# Task
Please rescale the material from the line containing "# Target: performer's orange shorts" through the end of the material, inclusive, and give only those lines again, requests included, with every coordinate in the answers multiplied by 1.95 and rounded to a whole number, halves rounding up.

--- begin ---

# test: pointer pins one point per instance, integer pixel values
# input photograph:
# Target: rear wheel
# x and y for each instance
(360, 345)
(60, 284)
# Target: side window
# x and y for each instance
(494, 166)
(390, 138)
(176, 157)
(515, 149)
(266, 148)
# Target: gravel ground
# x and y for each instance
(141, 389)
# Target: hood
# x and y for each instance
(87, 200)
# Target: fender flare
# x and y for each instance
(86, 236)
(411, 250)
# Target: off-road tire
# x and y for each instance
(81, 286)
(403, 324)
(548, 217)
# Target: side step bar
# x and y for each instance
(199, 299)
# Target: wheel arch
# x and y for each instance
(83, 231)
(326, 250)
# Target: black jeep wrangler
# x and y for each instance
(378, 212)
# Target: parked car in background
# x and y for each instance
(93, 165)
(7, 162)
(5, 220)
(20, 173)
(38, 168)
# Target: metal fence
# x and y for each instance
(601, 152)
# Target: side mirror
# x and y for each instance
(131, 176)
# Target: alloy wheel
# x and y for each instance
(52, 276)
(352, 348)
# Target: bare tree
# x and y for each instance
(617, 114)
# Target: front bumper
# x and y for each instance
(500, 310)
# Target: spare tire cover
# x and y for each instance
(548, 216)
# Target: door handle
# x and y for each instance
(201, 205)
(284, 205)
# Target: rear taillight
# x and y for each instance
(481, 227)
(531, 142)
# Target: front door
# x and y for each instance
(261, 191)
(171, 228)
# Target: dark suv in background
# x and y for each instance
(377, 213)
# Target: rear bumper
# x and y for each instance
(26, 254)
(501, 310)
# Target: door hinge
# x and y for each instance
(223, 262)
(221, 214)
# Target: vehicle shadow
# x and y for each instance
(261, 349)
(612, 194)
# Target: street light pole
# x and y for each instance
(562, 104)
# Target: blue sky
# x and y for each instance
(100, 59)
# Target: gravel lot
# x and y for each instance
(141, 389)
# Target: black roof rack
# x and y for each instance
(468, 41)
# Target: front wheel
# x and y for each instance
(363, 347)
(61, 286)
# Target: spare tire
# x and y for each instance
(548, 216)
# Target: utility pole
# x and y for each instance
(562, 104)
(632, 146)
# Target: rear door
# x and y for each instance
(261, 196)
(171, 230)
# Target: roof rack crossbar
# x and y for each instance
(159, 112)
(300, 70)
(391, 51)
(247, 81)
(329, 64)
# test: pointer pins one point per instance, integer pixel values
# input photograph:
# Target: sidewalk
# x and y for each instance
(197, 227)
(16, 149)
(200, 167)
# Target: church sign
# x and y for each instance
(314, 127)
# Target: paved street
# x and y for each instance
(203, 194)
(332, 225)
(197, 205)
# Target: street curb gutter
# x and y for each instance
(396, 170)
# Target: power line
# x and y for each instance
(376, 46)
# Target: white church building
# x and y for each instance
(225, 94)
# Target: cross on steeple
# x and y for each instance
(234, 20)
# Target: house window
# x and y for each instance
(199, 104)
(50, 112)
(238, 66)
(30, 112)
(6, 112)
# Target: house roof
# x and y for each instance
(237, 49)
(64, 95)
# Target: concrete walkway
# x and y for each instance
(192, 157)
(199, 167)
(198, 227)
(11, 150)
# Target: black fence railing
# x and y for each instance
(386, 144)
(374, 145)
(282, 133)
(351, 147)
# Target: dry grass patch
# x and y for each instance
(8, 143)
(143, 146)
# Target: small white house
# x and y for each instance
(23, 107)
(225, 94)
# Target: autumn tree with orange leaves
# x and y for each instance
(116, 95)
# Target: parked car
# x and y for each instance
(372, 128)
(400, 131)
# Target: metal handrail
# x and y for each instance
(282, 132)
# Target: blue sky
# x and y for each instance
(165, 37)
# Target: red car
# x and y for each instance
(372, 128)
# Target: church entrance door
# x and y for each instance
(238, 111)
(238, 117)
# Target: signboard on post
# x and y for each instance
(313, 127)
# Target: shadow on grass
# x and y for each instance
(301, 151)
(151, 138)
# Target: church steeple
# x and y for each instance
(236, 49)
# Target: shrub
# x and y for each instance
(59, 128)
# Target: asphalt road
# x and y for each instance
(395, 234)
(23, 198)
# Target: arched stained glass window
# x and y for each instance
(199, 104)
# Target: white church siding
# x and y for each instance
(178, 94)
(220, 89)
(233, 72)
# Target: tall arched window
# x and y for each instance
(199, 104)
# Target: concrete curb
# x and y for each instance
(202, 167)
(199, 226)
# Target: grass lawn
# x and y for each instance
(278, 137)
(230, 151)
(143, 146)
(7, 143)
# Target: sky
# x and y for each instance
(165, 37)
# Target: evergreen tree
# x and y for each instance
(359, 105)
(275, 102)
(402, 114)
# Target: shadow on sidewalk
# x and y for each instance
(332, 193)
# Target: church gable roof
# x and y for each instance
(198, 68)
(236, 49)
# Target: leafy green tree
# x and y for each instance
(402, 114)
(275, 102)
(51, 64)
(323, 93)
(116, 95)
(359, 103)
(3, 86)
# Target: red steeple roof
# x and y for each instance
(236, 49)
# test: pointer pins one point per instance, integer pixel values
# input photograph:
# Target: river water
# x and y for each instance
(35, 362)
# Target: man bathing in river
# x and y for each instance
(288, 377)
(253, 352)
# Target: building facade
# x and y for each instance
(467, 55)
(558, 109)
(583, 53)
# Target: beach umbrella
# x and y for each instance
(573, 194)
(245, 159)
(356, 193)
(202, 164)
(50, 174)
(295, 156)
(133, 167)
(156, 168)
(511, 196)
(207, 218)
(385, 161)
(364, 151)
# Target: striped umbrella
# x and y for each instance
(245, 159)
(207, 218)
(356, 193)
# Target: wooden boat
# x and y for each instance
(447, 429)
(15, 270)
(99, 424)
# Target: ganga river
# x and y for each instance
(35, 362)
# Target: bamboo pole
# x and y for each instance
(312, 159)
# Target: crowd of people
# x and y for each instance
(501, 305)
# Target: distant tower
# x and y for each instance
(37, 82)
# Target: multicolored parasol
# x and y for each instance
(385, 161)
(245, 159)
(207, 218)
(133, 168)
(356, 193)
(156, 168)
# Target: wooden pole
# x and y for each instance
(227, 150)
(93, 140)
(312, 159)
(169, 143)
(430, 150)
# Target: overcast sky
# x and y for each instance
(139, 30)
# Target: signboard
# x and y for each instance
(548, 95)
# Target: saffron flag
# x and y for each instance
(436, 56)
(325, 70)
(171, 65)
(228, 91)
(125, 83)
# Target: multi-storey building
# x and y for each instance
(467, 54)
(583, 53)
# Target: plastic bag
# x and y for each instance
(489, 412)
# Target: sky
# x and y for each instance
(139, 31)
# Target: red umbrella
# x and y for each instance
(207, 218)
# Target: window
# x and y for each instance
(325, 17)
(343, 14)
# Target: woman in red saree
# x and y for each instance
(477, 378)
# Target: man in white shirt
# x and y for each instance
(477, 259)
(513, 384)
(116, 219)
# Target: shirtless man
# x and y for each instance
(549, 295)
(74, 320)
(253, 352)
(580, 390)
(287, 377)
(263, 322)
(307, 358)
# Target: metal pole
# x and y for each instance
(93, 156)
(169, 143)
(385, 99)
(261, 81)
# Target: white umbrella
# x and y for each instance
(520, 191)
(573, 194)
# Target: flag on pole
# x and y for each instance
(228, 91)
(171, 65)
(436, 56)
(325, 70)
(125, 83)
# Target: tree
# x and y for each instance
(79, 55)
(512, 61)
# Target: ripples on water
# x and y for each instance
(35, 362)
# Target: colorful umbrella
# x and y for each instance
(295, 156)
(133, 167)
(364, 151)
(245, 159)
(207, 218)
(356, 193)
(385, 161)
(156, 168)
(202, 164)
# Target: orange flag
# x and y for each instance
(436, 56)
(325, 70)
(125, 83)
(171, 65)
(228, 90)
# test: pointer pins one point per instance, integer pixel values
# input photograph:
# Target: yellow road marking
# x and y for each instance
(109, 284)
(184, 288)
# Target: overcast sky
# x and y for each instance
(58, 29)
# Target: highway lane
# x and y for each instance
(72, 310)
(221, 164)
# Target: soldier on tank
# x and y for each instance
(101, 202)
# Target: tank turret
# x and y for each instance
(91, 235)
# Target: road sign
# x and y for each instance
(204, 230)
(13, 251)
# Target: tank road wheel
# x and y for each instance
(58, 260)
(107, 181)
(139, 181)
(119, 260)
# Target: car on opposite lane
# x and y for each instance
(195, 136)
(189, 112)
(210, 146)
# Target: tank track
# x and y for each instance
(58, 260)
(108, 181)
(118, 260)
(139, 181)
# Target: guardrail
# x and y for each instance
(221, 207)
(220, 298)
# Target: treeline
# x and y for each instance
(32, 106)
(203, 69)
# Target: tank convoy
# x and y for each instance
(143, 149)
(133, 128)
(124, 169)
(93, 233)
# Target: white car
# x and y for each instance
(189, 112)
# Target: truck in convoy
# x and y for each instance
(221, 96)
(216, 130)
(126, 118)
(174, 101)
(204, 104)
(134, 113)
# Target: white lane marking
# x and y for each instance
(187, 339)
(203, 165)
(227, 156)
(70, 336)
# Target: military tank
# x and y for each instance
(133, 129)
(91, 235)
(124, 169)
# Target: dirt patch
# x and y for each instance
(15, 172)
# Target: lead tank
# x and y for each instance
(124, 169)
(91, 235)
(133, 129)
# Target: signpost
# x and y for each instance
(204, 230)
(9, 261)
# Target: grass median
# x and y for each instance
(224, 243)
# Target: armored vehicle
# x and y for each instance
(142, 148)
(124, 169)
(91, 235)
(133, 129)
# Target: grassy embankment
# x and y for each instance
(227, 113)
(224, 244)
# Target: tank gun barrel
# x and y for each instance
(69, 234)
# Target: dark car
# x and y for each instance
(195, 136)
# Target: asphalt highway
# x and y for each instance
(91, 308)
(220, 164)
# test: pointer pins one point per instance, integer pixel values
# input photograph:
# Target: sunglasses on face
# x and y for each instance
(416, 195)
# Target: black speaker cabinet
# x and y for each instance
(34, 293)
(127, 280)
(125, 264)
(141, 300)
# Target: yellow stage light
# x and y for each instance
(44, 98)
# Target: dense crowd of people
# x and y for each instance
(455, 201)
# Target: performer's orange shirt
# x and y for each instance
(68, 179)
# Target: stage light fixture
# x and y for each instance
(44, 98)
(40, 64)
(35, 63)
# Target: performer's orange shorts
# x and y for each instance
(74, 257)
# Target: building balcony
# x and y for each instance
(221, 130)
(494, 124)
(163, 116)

--- end ---

# Solved exercise
# Target: performer's orange shorts
# x and y for each instance
(144, 501)
# Target: building balcony
# x and y for each instance
(431, 254)
(963, 242)
(318, 226)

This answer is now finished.